Source »
# # # #

Saturday, June 09, 2007

In Which I am (Almost) Speechless

Sorry for the delay, Waveman!


“I saw a word that reminds me of you,” said Jed.

“What word?” I asked. Presumably it wasn’t koala.

“Ah… I’ll have to look it up.” Jed settled himself at my computer and searched through his email until he found it: callipygian.

“It means of or pertaining to having shapely buttocks,” Jed announced at last. He eyed my ass approvingly. I blushed.

That last part is an exaggeration: I didn’t blush. My skin isn’t built for it. This is a shame, because I love blushing, that bloom of heat. It is authentically demure, yet hot. But I blushed internally. Jed does that to me.

It’s funny because Jed is 23 years old and a bit full of himself. I like him, but don’t have a crush on him. But I was right about him: sexually, he does it for me.

Jed took off the newsboy’s cap he was wearing and unbuckled his belt, kneeling on the bed. His long body towered over my short one, and I leaned towards his denim-clad legs and went right for his dick.

He took off his jeans and boxers and I took as much of him in my mouth as I could, deep throating him, gagging – at one point I thought I was going to throw up the wine we’d drank—but forcing my mouth as far as I could down the shaft of his lovely dick. “Ah,” he moaned, “Ah, ah….”

# # # #

Record extracts »
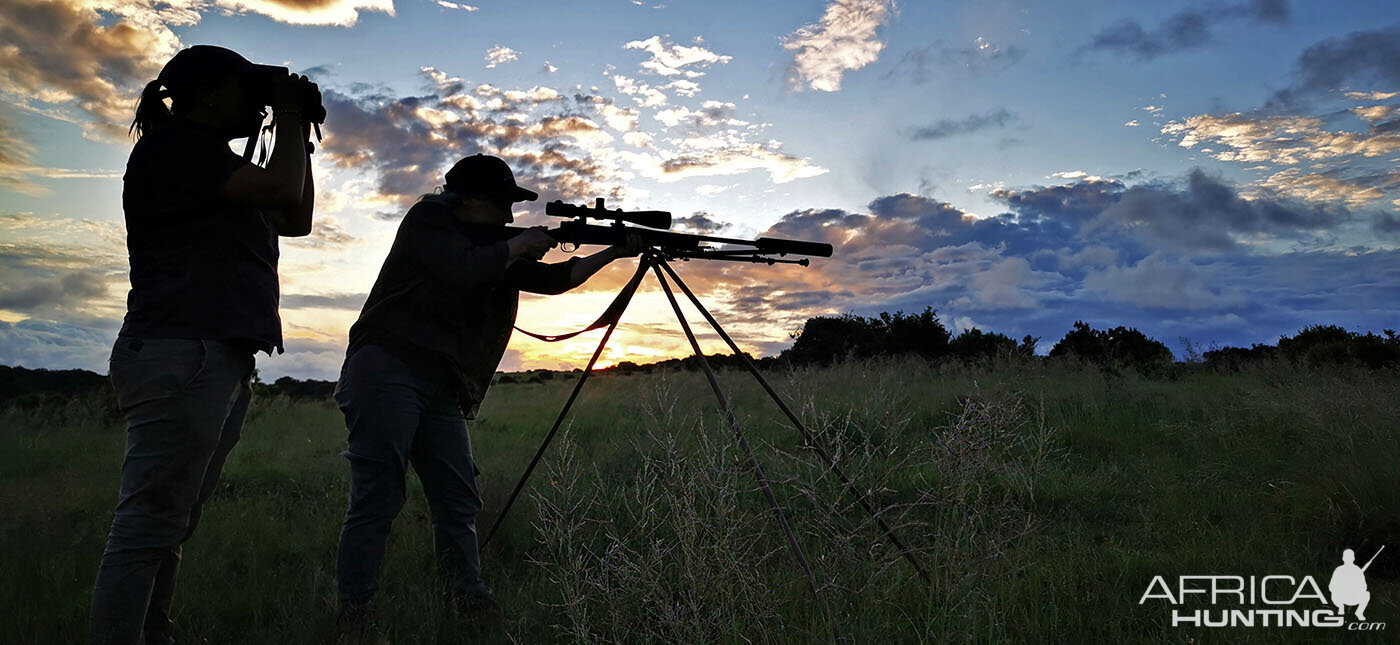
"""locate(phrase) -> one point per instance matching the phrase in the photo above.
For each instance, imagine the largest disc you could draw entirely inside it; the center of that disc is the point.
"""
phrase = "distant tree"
(825, 339)
(1234, 358)
(1115, 347)
(1330, 344)
(975, 344)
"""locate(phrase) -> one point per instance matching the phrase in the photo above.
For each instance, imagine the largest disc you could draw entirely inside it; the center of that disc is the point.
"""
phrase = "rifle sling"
(609, 315)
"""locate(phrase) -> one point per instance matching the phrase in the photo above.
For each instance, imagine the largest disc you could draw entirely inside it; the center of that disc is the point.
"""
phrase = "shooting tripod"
(655, 260)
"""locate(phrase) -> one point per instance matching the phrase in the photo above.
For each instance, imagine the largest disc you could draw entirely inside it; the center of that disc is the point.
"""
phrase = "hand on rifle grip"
(633, 246)
(531, 244)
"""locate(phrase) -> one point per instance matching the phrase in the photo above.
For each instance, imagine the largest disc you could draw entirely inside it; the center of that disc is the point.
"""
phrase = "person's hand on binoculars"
(532, 244)
(290, 93)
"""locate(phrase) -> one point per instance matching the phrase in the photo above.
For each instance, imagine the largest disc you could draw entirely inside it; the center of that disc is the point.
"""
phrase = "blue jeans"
(396, 419)
(184, 403)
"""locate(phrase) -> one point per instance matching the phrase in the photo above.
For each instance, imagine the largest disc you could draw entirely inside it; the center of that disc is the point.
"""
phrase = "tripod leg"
(625, 300)
(807, 434)
(753, 461)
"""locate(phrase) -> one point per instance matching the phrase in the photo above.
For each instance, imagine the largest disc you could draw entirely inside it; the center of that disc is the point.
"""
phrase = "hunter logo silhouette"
(1348, 584)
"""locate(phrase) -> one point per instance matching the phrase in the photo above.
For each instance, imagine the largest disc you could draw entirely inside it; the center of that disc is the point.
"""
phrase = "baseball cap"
(489, 175)
(209, 62)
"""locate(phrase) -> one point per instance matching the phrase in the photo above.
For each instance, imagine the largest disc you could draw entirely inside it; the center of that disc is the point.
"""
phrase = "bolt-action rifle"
(651, 227)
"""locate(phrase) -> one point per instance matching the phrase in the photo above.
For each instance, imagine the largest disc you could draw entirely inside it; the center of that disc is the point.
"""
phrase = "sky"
(1217, 172)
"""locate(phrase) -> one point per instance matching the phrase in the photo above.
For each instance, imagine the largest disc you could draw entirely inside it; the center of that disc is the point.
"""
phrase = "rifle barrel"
(613, 234)
(1372, 558)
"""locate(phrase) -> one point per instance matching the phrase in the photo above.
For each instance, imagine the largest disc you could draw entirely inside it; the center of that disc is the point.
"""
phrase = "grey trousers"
(184, 403)
(396, 419)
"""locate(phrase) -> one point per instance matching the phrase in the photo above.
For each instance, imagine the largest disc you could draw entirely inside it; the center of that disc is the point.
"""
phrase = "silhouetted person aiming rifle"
(202, 235)
(422, 356)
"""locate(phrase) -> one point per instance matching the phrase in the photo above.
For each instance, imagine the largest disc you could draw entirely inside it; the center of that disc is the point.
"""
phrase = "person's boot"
(354, 626)
(478, 610)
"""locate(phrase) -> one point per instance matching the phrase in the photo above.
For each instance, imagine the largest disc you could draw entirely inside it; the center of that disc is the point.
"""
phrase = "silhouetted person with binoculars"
(202, 235)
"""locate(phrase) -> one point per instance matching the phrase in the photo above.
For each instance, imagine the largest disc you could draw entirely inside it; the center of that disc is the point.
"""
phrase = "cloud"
(1207, 214)
(1277, 139)
(500, 55)
(562, 146)
(56, 344)
(697, 223)
(735, 160)
(1332, 186)
(982, 58)
(326, 234)
(1183, 30)
(324, 301)
(14, 161)
(843, 41)
(669, 59)
(326, 13)
(1159, 281)
(948, 128)
(73, 288)
(1361, 58)
(67, 53)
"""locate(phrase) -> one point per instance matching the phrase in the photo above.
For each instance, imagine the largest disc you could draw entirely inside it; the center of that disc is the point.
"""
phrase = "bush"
(1119, 347)
(826, 339)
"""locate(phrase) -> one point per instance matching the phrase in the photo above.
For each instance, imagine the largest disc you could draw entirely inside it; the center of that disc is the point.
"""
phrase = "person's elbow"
(255, 186)
(294, 230)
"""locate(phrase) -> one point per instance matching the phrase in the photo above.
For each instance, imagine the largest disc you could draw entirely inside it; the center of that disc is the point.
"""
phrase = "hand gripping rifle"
(668, 245)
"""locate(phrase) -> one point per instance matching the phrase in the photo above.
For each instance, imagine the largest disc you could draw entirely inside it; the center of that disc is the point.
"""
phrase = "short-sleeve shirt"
(445, 300)
(202, 266)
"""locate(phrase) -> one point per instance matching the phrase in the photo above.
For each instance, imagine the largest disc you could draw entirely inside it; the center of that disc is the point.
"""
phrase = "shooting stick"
(657, 263)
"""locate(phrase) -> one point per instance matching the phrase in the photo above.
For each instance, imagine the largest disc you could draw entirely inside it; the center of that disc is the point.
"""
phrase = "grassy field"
(1042, 497)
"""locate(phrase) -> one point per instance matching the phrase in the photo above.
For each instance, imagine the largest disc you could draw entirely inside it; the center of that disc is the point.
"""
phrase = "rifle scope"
(650, 218)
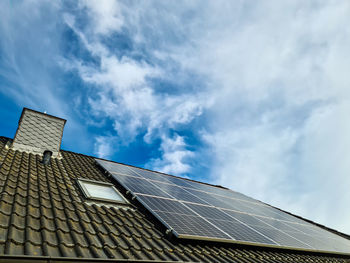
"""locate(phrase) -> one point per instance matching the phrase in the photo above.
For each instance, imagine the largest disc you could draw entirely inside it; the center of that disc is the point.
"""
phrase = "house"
(61, 206)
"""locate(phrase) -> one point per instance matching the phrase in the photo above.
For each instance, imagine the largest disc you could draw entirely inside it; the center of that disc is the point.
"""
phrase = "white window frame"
(87, 195)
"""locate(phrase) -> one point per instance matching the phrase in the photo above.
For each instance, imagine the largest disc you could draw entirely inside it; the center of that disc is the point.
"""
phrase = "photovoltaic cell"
(195, 210)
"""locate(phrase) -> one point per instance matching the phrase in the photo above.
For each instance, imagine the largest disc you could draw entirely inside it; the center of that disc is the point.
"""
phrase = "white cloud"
(104, 146)
(273, 74)
(106, 15)
(174, 155)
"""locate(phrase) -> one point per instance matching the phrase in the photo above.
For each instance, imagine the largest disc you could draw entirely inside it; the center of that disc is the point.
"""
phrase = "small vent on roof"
(47, 157)
(38, 132)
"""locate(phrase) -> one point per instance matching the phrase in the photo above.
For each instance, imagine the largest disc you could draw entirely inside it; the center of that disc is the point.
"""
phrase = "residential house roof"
(44, 217)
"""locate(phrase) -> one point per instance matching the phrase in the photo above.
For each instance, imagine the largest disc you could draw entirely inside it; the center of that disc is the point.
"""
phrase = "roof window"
(101, 191)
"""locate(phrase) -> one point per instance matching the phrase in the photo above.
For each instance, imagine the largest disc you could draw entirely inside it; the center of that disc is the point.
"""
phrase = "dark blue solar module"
(201, 211)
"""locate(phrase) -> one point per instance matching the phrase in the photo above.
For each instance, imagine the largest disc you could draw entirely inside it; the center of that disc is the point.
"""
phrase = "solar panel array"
(200, 211)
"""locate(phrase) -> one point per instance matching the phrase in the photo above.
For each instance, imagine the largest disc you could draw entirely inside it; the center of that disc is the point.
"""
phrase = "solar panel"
(201, 211)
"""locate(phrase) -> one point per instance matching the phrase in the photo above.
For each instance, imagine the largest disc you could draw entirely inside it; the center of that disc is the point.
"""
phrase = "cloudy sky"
(251, 95)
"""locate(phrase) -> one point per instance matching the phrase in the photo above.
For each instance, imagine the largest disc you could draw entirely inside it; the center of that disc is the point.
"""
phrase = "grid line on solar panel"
(241, 232)
(164, 205)
(281, 238)
(117, 168)
(139, 185)
(179, 193)
(224, 213)
(191, 225)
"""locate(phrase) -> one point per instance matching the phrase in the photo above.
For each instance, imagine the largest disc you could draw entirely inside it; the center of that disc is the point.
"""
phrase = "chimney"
(38, 132)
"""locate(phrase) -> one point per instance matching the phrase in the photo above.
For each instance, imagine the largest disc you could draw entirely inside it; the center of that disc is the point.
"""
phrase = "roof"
(44, 216)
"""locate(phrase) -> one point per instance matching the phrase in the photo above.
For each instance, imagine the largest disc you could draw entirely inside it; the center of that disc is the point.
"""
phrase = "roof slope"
(44, 215)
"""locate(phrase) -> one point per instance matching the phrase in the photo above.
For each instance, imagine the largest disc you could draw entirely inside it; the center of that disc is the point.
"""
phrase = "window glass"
(96, 190)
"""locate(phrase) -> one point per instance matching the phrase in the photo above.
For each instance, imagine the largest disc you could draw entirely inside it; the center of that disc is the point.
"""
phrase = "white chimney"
(38, 132)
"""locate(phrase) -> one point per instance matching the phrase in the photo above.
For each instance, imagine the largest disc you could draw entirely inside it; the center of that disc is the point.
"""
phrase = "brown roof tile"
(44, 214)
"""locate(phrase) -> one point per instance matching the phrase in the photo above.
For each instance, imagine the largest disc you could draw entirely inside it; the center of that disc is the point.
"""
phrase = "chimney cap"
(42, 113)
(37, 132)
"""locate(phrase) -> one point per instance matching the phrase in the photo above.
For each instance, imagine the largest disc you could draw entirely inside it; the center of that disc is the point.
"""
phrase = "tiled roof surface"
(44, 214)
(38, 132)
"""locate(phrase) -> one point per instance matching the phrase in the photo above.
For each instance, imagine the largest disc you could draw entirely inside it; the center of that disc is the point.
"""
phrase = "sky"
(250, 95)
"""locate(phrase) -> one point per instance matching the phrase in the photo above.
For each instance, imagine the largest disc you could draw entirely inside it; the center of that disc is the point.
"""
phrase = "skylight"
(100, 191)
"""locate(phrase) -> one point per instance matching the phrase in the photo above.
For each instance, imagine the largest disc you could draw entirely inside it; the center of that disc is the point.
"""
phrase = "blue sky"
(250, 95)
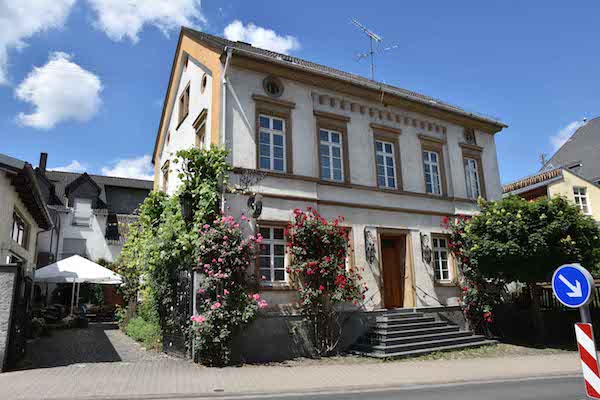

# # # #

Directive » Reproduce the blog post word for word, between "Sorry for the" and "that to me.", inclusive.

Final result »
Sorry for the delay, Waveman!


“I saw a word that reminds me of you,” said Jed.

“What word?” I asked. Presumably it wasn’t koala.

“Ah… I’ll have to look it up.” Jed settled himself at my computer and searched through his email until he found it: callipygian.

“It means of or pertaining to having shapely buttocks,” Jed announced at last. He eyed my ass approvingly. I blushed.

That last part is an exaggeration: I didn’t blush. My skin isn’t built for it. This is a shame, because I love blushing, that bloom of heat. It is authentically demure, yet hot. But I blushed internally. Jed does that to me.